§ **TASK OBJECTIVE**: Nothing in the data may change. Copy all of it exactly.

****

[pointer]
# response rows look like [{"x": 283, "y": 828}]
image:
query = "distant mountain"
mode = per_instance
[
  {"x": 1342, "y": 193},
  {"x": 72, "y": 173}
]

****

§ **WRITTEN RESPONSE**:
[pointer]
# response rows look like [{"x": 283, "y": 828}]
image:
query = "distant mountain"
mode = per_instance
[
  {"x": 1342, "y": 193},
  {"x": 72, "y": 173}
]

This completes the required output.